What to work on -
First find the line with "# Mark the region of the cloudy" in the entries below, then set down exactly every line through the line with "# Mark the region of the dry", that line included.

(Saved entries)
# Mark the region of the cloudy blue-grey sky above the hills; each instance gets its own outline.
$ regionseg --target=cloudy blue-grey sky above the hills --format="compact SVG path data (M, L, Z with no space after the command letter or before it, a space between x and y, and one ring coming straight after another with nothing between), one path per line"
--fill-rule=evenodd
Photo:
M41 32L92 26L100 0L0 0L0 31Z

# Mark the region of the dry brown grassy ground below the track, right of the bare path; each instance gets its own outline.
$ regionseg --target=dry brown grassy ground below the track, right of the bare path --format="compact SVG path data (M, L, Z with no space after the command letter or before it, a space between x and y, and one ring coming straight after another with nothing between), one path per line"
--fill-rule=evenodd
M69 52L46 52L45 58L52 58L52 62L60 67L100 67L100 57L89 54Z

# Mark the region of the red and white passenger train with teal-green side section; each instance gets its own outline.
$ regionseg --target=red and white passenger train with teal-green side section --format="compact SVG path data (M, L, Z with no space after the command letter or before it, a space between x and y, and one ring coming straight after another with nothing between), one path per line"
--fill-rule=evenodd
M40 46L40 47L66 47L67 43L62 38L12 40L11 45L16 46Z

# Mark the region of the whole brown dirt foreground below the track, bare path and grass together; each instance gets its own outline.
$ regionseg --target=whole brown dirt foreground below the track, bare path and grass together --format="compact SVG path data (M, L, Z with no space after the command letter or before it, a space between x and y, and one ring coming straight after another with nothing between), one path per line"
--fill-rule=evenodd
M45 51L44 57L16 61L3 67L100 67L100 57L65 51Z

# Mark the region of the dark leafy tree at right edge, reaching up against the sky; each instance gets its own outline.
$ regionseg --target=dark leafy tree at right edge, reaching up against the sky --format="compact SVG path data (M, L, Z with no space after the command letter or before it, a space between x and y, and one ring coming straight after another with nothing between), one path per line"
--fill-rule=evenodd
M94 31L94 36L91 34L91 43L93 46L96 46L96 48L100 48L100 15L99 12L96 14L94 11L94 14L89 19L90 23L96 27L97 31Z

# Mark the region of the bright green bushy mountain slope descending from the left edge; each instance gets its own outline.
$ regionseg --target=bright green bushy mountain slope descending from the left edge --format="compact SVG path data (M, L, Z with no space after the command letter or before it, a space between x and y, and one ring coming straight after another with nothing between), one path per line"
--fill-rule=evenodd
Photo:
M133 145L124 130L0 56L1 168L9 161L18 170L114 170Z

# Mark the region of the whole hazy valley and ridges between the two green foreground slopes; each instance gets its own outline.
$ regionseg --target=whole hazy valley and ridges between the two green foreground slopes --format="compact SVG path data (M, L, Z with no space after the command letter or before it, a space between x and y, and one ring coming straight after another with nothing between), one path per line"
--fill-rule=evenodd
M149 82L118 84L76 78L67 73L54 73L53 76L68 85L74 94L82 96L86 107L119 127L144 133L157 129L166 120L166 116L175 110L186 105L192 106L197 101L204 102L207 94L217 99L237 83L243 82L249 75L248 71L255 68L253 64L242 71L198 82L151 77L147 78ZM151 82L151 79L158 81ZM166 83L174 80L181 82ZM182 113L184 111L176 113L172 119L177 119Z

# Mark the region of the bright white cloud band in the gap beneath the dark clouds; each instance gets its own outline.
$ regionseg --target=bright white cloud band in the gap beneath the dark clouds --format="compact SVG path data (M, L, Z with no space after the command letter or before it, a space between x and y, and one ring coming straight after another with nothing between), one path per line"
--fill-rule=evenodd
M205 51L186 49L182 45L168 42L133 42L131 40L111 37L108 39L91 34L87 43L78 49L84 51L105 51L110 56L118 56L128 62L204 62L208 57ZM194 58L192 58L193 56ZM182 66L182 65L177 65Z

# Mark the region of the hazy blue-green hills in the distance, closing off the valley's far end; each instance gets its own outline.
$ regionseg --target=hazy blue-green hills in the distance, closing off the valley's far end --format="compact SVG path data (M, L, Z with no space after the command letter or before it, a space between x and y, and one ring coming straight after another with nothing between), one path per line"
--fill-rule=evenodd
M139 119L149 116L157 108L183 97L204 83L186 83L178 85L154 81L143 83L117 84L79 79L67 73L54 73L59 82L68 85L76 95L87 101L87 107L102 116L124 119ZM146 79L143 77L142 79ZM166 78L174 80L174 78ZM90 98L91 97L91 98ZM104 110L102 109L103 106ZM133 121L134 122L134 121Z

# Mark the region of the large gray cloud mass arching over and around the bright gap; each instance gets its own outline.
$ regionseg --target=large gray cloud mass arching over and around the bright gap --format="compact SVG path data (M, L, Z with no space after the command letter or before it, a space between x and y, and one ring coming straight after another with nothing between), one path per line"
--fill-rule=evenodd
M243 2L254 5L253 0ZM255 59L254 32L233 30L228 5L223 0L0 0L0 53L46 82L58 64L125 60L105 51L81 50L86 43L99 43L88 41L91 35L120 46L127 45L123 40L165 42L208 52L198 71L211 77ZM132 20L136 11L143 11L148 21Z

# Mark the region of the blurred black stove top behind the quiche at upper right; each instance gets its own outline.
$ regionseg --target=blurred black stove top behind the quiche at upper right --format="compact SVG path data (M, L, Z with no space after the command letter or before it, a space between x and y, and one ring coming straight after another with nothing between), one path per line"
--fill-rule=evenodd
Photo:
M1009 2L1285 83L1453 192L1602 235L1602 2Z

==

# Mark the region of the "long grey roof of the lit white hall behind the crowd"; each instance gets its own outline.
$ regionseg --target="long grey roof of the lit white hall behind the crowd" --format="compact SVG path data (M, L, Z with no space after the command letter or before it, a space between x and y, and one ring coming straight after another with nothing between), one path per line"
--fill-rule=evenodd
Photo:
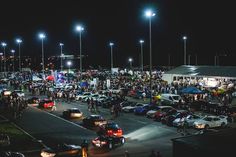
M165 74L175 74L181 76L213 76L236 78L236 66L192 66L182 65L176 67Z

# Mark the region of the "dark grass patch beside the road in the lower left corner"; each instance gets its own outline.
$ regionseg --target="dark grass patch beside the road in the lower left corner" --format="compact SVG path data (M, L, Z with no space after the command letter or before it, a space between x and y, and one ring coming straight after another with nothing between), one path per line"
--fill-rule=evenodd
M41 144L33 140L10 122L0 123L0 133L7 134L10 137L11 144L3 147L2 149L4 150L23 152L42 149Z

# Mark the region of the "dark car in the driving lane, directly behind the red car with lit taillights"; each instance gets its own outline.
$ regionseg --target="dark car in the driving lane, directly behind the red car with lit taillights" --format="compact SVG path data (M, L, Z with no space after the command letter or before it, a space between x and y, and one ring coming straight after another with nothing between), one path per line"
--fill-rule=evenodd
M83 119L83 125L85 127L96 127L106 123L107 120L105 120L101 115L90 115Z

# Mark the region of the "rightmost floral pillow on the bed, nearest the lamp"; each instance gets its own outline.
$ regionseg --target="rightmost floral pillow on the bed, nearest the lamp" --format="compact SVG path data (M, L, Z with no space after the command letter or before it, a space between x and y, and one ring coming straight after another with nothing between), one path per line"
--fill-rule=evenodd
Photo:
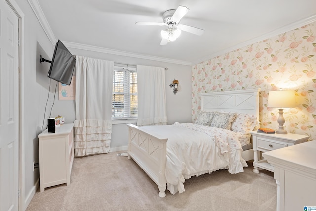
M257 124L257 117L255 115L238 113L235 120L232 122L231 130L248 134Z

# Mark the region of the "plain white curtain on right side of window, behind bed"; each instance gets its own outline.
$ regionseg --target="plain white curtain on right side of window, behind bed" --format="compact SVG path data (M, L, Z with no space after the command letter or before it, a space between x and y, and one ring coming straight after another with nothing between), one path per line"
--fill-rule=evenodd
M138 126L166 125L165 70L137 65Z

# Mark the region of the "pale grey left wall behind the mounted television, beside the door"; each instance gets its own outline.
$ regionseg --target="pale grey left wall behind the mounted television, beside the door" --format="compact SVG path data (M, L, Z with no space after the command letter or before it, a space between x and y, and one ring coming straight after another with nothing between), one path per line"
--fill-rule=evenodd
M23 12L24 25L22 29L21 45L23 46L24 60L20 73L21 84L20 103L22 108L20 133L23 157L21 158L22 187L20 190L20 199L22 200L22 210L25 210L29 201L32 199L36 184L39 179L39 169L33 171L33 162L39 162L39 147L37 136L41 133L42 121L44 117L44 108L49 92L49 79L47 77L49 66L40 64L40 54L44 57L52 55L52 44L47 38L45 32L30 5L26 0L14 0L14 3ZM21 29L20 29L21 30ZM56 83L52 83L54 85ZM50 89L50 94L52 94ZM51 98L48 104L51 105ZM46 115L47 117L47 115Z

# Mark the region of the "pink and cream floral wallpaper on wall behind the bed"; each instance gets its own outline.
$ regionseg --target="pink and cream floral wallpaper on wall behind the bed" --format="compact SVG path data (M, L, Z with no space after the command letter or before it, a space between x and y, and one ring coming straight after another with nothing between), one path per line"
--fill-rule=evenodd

Worked solution -
# Mark the region of the cloudy blue-grey sky above the hills; each instance gets its own outline.
$ regionseg --target=cloudy blue-grey sky above the hills --format="compact SVG path data (M, L, Z with no space after the command letter or before it, a space between x and y, and one ring coming straight after another with nothing between), one path per line"
--fill-rule=evenodd
Photo:
M41 32L92 26L100 0L0 0L0 31Z

# Mark the region of the dry brown grassy ground below the track, right of the bare path; each instance gets its own outline.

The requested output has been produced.